Trecho selecionado:
Este livro, não é impossível, deve ser o primeiro de uma pequena série. É um
bom começo. O jornalismo que procura se livrar do agrotóxico doutrinário e dos
anabolizantes sensacionalistas, aquele que se abastece de cadáveres, tem alguma
coisa a dizer. Melhor: tem alguma coisa a fazer dizer. Sem contaminação nem
pretensão.
Eugênio Bucci
Presidente da
Radiobrás
Livro disponível na íntegra em pdf:
Um Avião Contorna o Pé de Jatobá e a Nuvem de Agrotóxicos Pousa na Cidade
O repórter Paulo Machado conta neste livro a
história emocionante de uma reportagem exemplar, bem pautada, bem pesquisada,
bem apurada e bem editada. São esses os ingredientes clássicos da clássica
reportagem bem realizada. Além disso, essa experiência foi enriquecida pela
necessidade que o repórter teve de executar uma cobertura multimídia – com
texto escrito, falado e imagens -- para a agência de notícias, as emissoras de
rádio e os canais de televisão da Radiobrás. Esse ponto dá ao relato uma
atualidade inédita. As redações em todo o mundo apenas começam a se estruturar
para executar jornalismo multimídia. Também nesse aspecto o caso é exemplar.

Exercício proposto A:
Traduza para o inglês esta frase do trecho selecionado: "As redações em todo o mundo apenas começam a se estruturar para executar jornalismo multimídia."
Exercício proposto B:
O trecho selecionado qualifica a reportagem com uma série de expressões iniciadas por "bem". Liste todas essas expressões.
Exercício proposto C:
Segundo o trecho selecionado, qual cargo Eugênio Bucci ocupa?

(Dados armazenados)
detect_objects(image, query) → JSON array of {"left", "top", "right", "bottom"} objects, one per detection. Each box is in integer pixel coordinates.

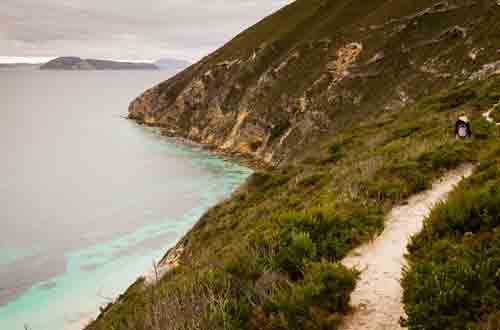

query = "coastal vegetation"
[{"left": 87, "top": 0, "right": 500, "bottom": 330}]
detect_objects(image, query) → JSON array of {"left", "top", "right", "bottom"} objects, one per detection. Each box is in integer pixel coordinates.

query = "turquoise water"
[{"left": 0, "top": 72, "right": 251, "bottom": 330}]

Resposta escrita A:
Newsrooms around the world are only beginning to organize themselves to practice multimedia journalism.

Resposta escrita B:
bem pautada, bem pesquisada, bem apurada, bem editada

Resposta escrita C:
Presidente da Radiobrás.